**Input data**
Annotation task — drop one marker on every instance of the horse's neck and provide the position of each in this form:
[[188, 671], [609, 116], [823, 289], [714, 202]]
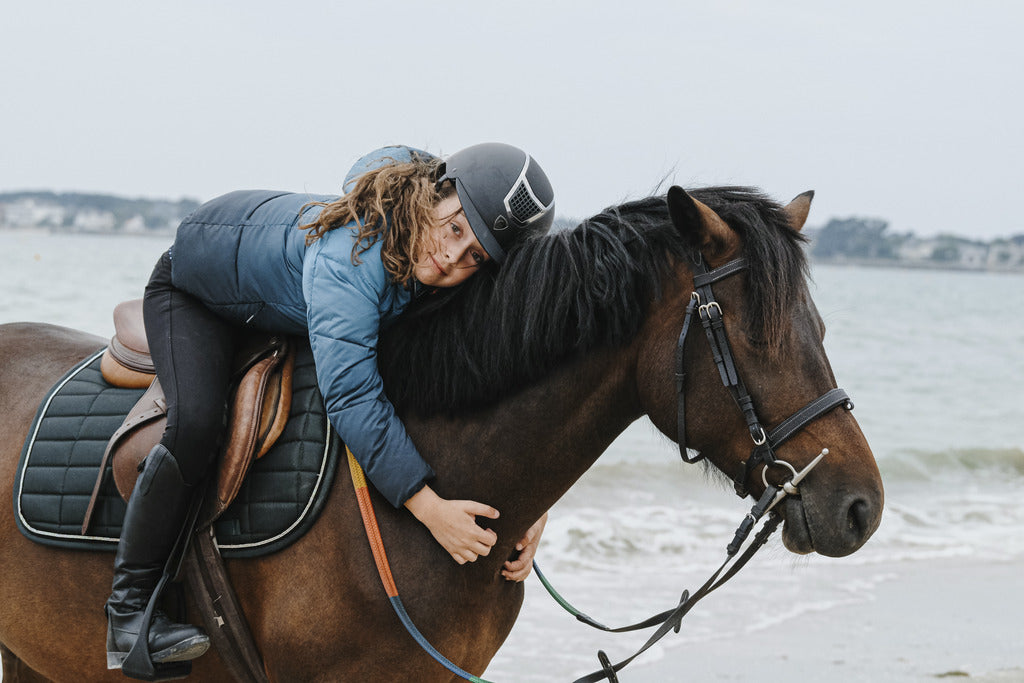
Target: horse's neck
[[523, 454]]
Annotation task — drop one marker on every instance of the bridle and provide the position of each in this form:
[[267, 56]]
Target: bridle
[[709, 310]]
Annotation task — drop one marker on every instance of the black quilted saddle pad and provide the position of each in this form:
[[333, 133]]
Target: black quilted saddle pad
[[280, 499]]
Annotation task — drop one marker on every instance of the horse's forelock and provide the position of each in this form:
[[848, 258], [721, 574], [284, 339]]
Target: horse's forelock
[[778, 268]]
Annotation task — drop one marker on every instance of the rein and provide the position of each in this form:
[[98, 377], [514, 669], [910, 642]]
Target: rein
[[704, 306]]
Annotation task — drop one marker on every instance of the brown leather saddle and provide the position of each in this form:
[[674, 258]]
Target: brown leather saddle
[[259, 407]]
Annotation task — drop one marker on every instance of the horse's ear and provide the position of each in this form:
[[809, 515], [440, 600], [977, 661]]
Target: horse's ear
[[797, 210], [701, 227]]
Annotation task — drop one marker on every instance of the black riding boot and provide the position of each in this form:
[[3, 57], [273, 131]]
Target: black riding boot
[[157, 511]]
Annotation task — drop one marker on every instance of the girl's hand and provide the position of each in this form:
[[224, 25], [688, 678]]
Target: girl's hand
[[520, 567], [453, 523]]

==

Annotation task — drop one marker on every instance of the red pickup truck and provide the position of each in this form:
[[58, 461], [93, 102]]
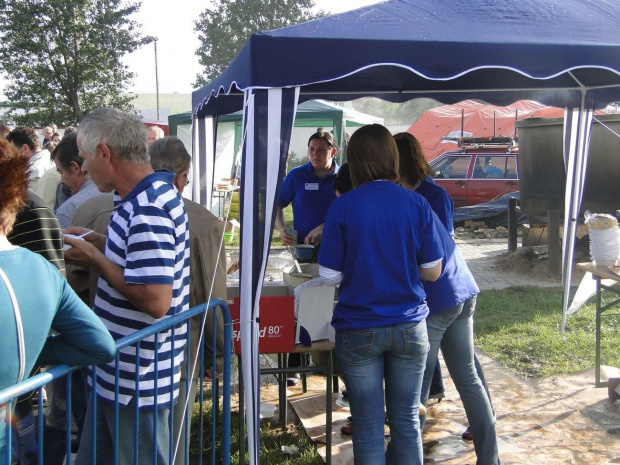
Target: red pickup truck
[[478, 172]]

**What needs to be done**
The reply should consist solely of the lines above from the one that has "of the rein" through the one that has "[[674, 258]]", reproduced exactly.

**Task solution**
Annotation task — drop one marker on every instance of the rein and provide the position of each in this form:
[[98, 377], [514, 669], [910, 642]]
Target: rein
[[704, 306]]
Annotation task — drop one marker on every instance of the brown leather saddle and provide the position of each in this form:
[[674, 258]]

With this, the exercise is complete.